## WHAT YOU ARE ASKED TO DO:
Change each "white asparagus spear" in the material below to "green asparagus spear" and write out the rest unchanged, leaving out the pictures.

## DATASET ROWS:
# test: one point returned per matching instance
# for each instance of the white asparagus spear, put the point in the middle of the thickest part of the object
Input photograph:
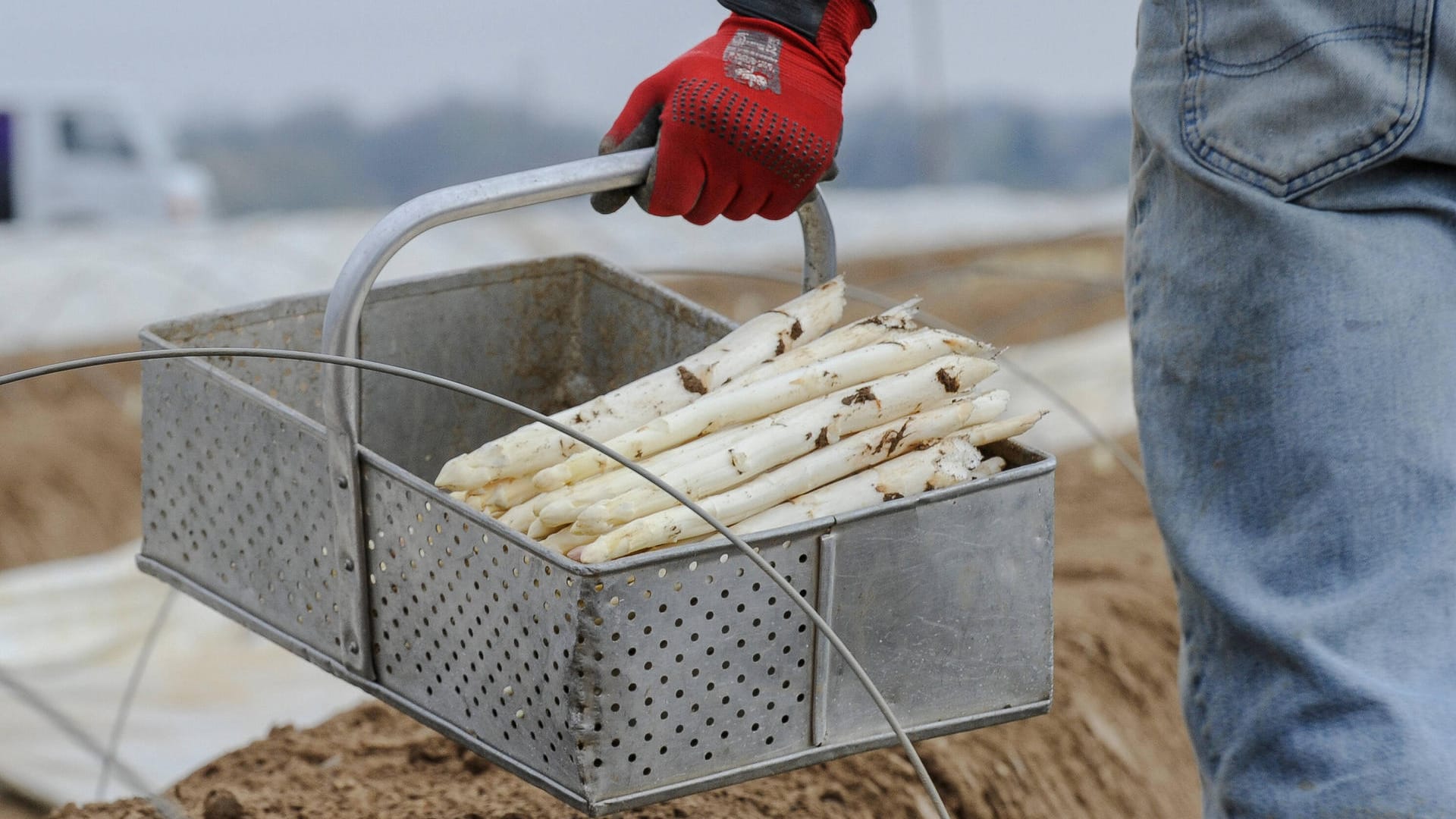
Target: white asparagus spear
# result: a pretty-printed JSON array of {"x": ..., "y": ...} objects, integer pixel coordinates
[
  {"x": 561, "y": 506},
  {"x": 739, "y": 404},
  {"x": 539, "y": 531},
  {"x": 797, "y": 431},
  {"x": 799, "y": 477},
  {"x": 536, "y": 447},
  {"x": 510, "y": 491},
  {"x": 948, "y": 463},
  {"x": 519, "y": 518},
  {"x": 943, "y": 464},
  {"x": 890, "y": 324},
  {"x": 564, "y": 541}
]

## TASK RESULT:
# test: one point returned per matching instance
# for each instance of the green asparagus spear, put the point in the middle of the thickest part of the object
Input photograph:
Target: green asparagus spear
# result: a pretty-printed JSON array of {"x": ..., "y": ...} objects, integer pixel coordinates
[
  {"x": 561, "y": 506},
  {"x": 739, "y": 404},
  {"x": 539, "y": 531},
  {"x": 797, "y": 431},
  {"x": 799, "y": 477},
  {"x": 536, "y": 447},
  {"x": 510, "y": 491},
  {"x": 948, "y": 463},
  {"x": 519, "y": 518},
  {"x": 943, "y": 464},
  {"x": 890, "y": 324},
  {"x": 564, "y": 541}
]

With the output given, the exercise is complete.